● EXERCISE REQUIREMENTS
Return the full listing, keeping every line exactly as it is.

[[ TASK INPUT, beginning ]]

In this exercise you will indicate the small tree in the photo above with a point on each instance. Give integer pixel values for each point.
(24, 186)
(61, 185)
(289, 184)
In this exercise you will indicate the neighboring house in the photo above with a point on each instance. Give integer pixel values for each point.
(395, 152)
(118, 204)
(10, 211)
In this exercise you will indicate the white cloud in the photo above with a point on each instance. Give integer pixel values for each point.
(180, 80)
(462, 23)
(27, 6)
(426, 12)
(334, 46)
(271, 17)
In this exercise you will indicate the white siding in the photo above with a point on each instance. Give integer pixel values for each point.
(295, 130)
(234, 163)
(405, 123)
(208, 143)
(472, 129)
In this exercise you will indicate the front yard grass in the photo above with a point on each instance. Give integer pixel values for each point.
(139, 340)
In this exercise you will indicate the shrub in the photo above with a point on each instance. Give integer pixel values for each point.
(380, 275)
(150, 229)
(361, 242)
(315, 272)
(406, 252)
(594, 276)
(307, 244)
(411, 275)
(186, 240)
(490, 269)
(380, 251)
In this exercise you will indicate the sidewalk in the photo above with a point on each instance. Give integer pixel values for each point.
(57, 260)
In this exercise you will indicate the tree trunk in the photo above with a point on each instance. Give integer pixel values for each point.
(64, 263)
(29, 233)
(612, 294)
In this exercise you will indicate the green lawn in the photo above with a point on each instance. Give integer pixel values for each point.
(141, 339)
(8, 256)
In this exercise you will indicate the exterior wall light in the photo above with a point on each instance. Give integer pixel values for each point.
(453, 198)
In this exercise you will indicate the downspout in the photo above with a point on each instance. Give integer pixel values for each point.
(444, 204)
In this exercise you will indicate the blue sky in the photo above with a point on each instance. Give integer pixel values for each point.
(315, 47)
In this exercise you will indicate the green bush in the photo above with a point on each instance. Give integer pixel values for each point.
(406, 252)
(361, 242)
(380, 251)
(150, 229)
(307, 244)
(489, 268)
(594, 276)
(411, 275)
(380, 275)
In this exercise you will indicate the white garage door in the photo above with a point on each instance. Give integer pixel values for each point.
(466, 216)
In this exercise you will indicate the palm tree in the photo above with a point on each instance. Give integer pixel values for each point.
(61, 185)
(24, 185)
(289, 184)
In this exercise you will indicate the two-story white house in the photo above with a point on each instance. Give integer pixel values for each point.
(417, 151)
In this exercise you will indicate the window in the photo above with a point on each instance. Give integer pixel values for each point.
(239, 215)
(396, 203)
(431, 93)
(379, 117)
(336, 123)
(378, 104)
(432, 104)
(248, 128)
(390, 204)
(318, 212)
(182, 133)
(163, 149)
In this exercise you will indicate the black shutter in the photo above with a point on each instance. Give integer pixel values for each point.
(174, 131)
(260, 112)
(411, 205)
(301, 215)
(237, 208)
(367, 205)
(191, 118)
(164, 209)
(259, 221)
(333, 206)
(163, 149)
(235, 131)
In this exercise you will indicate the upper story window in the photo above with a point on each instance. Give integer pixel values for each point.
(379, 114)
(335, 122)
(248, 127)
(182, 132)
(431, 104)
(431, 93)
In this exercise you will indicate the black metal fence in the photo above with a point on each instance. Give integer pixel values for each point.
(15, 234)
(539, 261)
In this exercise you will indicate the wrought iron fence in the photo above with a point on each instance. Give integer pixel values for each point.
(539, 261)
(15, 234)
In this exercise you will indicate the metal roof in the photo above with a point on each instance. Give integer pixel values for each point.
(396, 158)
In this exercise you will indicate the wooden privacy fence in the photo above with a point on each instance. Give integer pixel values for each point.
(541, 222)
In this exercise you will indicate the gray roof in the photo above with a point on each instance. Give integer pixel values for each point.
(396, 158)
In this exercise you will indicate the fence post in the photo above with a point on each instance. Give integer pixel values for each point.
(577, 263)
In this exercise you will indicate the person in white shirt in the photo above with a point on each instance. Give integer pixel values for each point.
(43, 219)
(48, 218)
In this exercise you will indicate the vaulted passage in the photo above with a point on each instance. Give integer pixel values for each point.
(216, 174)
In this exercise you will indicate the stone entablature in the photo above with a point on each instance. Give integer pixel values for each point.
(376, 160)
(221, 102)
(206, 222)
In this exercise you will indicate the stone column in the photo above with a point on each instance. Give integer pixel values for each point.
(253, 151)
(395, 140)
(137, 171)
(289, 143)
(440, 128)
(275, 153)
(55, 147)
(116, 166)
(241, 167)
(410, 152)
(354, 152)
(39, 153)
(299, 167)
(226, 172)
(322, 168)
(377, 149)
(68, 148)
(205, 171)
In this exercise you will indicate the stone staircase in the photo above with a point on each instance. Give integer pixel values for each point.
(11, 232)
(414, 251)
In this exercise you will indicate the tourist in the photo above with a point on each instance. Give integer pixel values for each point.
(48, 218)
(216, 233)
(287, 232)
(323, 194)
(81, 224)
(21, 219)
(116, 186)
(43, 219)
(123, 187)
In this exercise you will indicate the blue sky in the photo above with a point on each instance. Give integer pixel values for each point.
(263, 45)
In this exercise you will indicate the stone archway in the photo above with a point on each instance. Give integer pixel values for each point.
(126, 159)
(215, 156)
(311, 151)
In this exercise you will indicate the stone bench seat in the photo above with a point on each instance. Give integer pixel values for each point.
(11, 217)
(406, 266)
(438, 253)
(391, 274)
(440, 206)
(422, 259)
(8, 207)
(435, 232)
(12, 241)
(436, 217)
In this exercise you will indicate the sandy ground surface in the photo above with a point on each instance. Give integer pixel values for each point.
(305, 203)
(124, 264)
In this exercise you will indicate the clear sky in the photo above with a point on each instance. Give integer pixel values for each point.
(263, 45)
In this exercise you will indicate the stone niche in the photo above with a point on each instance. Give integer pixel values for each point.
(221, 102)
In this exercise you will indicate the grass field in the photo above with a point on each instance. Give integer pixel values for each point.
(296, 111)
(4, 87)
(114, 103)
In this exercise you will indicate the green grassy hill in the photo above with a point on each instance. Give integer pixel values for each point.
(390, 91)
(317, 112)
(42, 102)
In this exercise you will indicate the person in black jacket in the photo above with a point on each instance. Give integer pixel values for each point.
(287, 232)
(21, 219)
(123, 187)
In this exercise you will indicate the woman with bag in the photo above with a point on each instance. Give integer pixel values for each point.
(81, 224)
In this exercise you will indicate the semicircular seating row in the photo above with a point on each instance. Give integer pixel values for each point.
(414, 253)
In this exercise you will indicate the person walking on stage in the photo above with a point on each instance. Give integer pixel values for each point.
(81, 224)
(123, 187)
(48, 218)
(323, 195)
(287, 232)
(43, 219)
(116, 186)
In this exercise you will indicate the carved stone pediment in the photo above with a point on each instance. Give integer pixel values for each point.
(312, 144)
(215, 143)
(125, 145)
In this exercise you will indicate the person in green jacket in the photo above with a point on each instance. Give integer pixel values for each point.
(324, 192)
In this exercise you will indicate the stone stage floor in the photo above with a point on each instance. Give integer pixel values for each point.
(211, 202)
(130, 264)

[[ TASK INPUT, end ]]

● TASK ANSWER
In this exercise you will indicate the small tree in the photo above with a point on each instance. Give integer pixel values for each point.
(24, 186)
(61, 185)
(289, 184)
In this exercise you will indicate the neighboring house in the photo above with a point on each instance. Give integer pixel values for each point.
(395, 152)
(118, 204)
(10, 211)
In this exercise you will indicate the white cloud in the photo above with a point on each instance. Give integer pixel values for each point.
(180, 80)
(462, 23)
(27, 6)
(426, 12)
(334, 46)
(271, 17)
In this exercise you will indicate the white siding in the photo above with a point on each instance. Give integer pixel values for each point.
(295, 130)
(234, 163)
(405, 123)
(208, 143)
(472, 129)
In this exercise you will indicate the front yard grass in the photo above with a point on each instance. Give integer pixel values for each point.
(139, 340)
In this exercise you will indicate the shrub in the photo above with a point on each instance. Give integer pixel values for each point.
(380, 275)
(150, 229)
(361, 242)
(315, 272)
(406, 252)
(594, 276)
(307, 244)
(411, 275)
(186, 240)
(490, 269)
(380, 251)
In this exercise you will indicate the sidewalk in the photo above with a point on each instance. Give integer pixel values for each point.
(57, 260)
In this exercise you will indicate the tree trunk in the photo above with a point on each instance. Give integer pixel values for each point.
(64, 263)
(29, 233)
(612, 294)
In this exercise you will indicate the green lawn in the photo above with a point on each instance. Give integer pixel values for each point.
(141, 339)
(8, 256)
In this exercise you will indicate the exterior wall light in the photo above with a point on each instance. Give integer pixel values for each point.
(453, 198)
In this exercise you will indicate the downspout in the photo above with a point on each instance. Give integer pixel values for each point.
(444, 204)
In this exercise you will indicate the blue sky in the photo above with a point on each instance. Give integer pixel values for each point.
(315, 47)
In this exercise you will indicate the green bush in the photo above with a point on each instance. Give integer pixel values for each point.
(406, 252)
(361, 242)
(380, 251)
(150, 229)
(307, 244)
(489, 268)
(594, 276)
(411, 275)
(380, 275)
In this exercise you will indicate the white garage door in the photo above with a point on each instance. Give integer pixel values for each point.
(466, 216)
In this exercise you will indicate the palm tree in the photo above with a point on each instance. Give integer pixel values for each point.
(61, 185)
(24, 185)
(289, 184)
In this exercise you will indicate the two-story white house in the photo above with a point on each instance. Give integer pixel values for each point.
(417, 151)
In this exercise you will indicate the window in the photo above with a point on each instance. Give integer pixel values for each point.
(239, 215)
(396, 203)
(431, 93)
(379, 117)
(336, 123)
(378, 104)
(432, 104)
(248, 128)
(390, 204)
(318, 212)
(182, 133)
(163, 149)
In this exercise you will indicate the black shutter in the photo above with a point on each instance. Give integer pixel values for each point.
(174, 131)
(260, 112)
(411, 205)
(301, 215)
(237, 208)
(367, 205)
(191, 118)
(164, 209)
(259, 221)
(333, 206)
(163, 149)
(235, 131)
In this exercise you will indicate the upper story window in the photo above with a point on each instance. Give integer pixel values for each point.
(379, 114)
(335, 122)
(248, 127)
(182, 132)
(431, 104)
(431, 93)
In this exercise you will indicate the black metal fence in the photo above with a point on each instance. Give integer pixel values for each point.
(15, 234)
(539, 261)
In this exercise you will indicate the wrought iron fence in the photo above with a point on each instance. Give integer pixel values for each point.
(539, 261)
(15, 234)
In this exercise you will indicate the metal roof in the photo above with a point on each instance. Give integer pixel values for each point.
(396, 158)
In this exercise you will indicate the wooden privacy fence in the photo above with a point on each instance. Give integer pixel values for each point.
(541, 222)
In this exercise you will indicate the gray roof in the photo above with a point on each instance. Give integer pixel values for each point.
(396, 158)
In this exercise you will indicate the fence post in the photo above with a point on each instance. Give integer pixel values for each point.
(577, 263)
In this exercise you will indicate the person in white shirt in the photo above with a point on each instance. Give integer pixel values for each point.
(43, 219)
(48, 218)
In this exercise you will indicate the vaulted passage in the photo above with a point on each instance. Give integer pixel values for each point.
(216, 174)
In this exercise you will indicate the stone entablature in the photo above with a point on each instance. Give integer pixel values for each point.
(376, 160)
(221, 102)
(206, 222)
In this exercise you will indicate the stone column in the photo above with a point on each instance. Give integer pixel values for each point.
(253, 151)
(395, 140)
(137, 171)
(289, 143)
(440, 128)
(275, 153)
(55, 147)
(116, 166)
(241, 167)
(410, 152)
(354, 152)
(39, 153)
(299, 167)
(226, 172)
(322, 168)
(377, 149)
(68, 148)
(205, 171)
In this exercise you will indicate the stone staircase in the photo above with a point on each instance. Give integer pixel values for each point.
(11, 232)
(414, 251)
In this exercise you will indicate the tourist in the photo above with a point on each instance. Give integer pixel values for each point.
(48, 218)
(216, 233)
(287, 232)
(323, 194)
(81, 224)
(21, 219)
(116, 186)
(43, 219)
(123, 187)
In this exercise you will indicate the blue sky in the photo above with a point on each instance. Give integer pixel values for each point.
(263, 45)
In this exercise you will indicate the stone archway in the photo above with a point on each instance. Give integer pixel values for each point.
(126, 159)
(215, 156)
(311, 151)
In this exercise you will indicate the stone bench seat in the photo above with a point on each instance. Give integer pixel values for each point.
(11, 217)
(406, 266)
(438, 253)
(391, 274)
(440, 206)
(422, 259)
(8, 207)
(435, 232)
(12, 241)
(436, 217)
In this exercise you will indicate the sandy ground surface in the photo above with a point on each instance. Give integer pixel values for each point.
(305, 203)
(124, 264)
In this exercise you will indicate the clear sky in the photo above with a point on each instance. Give integer pixel values for each point.
(263, 45)
In this exercise you will indicate the stone niche in the photo above with a point on each instance. Give integer pixel values for each point.
(221, 102)
In this exercise you will indicate the grass field in the photo above with a point on each instance. Give integer pixel values for each point.
(296, 111)
(4, 87)
(114, 103)
In this exercise you will indicate the green grassy hill in the photo above with a point on each instance. Give integer pixel values for each point.
(390, 91)
(317, 112)
(42, 102)
In this exercise you will indicate the person in black jacket in the photo above with a point on each instance. Give integer pixel values for each point.
(287, 232)
(21, 219)
(123, 187)
In this exercise you will indicate the woman with bag in the photo above with a point on each instance. Give integer pixel values for each point.
(81, 224)
In this exercise you will indicate the semicircular seating row in the photo above with a point on each instance. Give integer pixel values for each point.
(414, 253)
In this exercise you will indicate the person walking on stage in the photo above with a point on each instance. Give integer pixel values for each point.
(81, 224)
(123, 187)
(48, 218)
(323, 195)
(287, 232)
(43, 219)
(116, 186)
In this exercise you will indicate the carved stone pediment in the photo above with a point on each instance. Give integer pixel values for each point.
(312, 144)
(215, 143)
(125, 145)
In this exercise you will indicate the person in green jacket in the photo above with a point on each instance. Give integer pixel values for each point.
(324, 192)
In this exercise you will indicate the stone stage floor in the photo above with a point on each instance. Give integer pixel values for each point.
(211, 202)
(130, 264)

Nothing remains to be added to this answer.